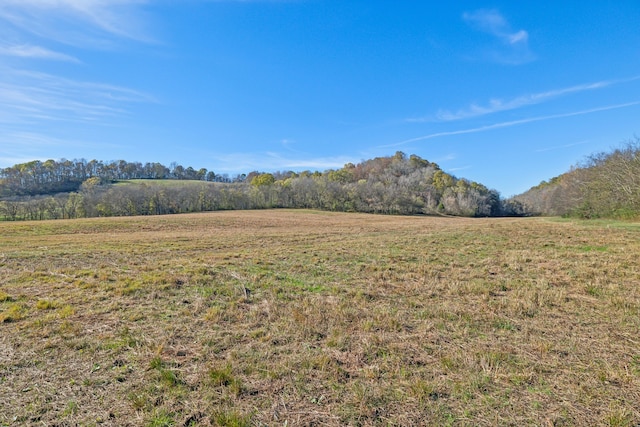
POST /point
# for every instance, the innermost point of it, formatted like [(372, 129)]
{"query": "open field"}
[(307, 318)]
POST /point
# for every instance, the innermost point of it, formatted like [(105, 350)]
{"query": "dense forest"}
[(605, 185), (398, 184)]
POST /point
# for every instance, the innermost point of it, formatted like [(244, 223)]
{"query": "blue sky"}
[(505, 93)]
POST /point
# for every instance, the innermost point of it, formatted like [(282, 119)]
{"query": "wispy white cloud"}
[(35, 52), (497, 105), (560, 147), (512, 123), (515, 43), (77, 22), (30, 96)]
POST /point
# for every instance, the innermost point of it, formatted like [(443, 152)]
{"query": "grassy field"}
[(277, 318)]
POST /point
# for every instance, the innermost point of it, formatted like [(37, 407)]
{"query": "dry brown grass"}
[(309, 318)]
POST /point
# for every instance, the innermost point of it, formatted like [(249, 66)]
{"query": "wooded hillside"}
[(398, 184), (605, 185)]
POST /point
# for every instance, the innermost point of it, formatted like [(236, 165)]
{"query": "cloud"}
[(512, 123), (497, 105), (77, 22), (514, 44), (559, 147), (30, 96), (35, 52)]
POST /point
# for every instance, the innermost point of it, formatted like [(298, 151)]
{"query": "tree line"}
------
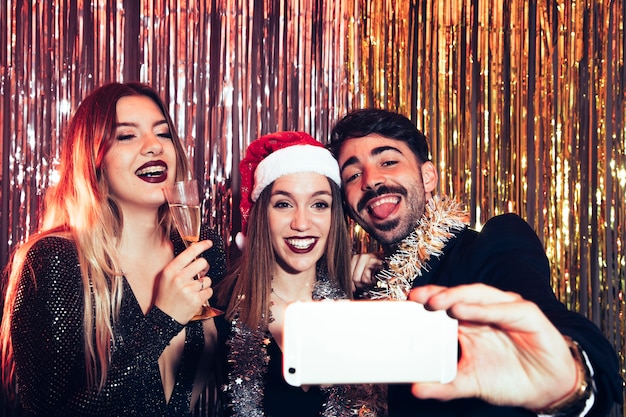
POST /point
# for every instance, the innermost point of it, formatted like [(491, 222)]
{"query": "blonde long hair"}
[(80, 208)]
------
BRIEF:
Please count the lines of the data above that contain the string "field" and give only that number.

RESPONSE TO THE TASK:
2